Reading text:

..........

What’s New: Covid-testing unicorn Prenetics Group Ltd. is going public on the Nasdaq stock market via a special-purpose acquisition company with a combined equity value of $1.7 billion, the biggest among Hong Kong companies.
The biotech company will merge with Artisan Acquisition, a special purpose acquisition company (SPAC), founded by Adrian Cheng, chief executive of New World Development and a grandson of the late Hong Kong real estate and jewelry tycoon Cheng Yu-tung.
The deal will generate $459 million in proceeds, including $339 million in cash raised by Artisan and $120 million from private investment. The transaction is expected to be completed by the first quarter of 2022, the company said Thursday in a statement.
Prenetics projects its revenue will surge 215% to $205 million in 2021 and reach $600 million in 2025.

..........

Records drawn from a collection:
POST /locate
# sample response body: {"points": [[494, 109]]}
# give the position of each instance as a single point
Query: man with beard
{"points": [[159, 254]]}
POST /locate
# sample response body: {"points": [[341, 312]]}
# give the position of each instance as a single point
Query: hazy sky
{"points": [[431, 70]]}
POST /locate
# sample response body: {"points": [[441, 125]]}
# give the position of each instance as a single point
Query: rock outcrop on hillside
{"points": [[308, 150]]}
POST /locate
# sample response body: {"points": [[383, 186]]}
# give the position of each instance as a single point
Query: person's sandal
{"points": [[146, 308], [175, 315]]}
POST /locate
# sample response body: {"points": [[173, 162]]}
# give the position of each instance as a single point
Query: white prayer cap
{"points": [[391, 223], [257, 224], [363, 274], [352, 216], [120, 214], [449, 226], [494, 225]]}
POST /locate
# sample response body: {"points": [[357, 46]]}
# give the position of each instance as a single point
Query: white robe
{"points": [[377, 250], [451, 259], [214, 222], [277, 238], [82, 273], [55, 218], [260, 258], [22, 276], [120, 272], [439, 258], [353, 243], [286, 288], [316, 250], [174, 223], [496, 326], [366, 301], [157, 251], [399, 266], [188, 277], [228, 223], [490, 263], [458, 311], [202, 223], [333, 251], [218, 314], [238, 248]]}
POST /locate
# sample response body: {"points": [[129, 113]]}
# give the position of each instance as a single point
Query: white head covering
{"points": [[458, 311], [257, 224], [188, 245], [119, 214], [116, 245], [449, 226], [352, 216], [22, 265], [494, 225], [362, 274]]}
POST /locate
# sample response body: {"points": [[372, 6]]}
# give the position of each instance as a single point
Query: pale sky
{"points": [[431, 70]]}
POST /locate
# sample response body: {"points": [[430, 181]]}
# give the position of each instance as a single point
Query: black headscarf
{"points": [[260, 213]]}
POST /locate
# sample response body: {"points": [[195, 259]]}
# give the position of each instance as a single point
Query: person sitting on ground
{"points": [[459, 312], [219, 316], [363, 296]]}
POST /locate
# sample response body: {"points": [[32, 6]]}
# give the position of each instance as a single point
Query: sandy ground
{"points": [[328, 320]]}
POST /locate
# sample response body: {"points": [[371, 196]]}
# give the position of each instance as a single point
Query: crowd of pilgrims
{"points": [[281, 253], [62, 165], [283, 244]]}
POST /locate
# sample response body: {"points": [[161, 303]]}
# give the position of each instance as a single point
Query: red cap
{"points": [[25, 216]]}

..........

Work instructions:
[a] In the article on Prenetics, by when is the transaction expected to be completed?
[b] Continue the article on Prenetics going public, starting after its final sentence.
The rows above stand apart from the article on Prenetics and have no connection to it.

Numbered answers:
[a] By the first quarter of 2022.

[b]
Background: Founded in 2014, Prenetics was a genetics and DNA testing company backed by Alibaba Group Holding Ltd. and Ping An Insurance Group Co. The biotech company is riding a global wave of Covid-19 testing and SPAC-related deals since 2020. A SPAC is a company created for the sole purpose of acquiring a private company to go public and essentially starts as a shell company holding no assets other than cash and limited investments.
The SPAC frenzy allow companies to forgo the conventional initial public offering route for something with more certainty. The Hong Kong stock exchange Friday proposed to allow SPAC listings, seeking public comments. The proposal is limited only to institutional investors. The U.S. Securities and Exchange Commission in April said it would increase scrutiny of accounting and growth projections of newly public startups.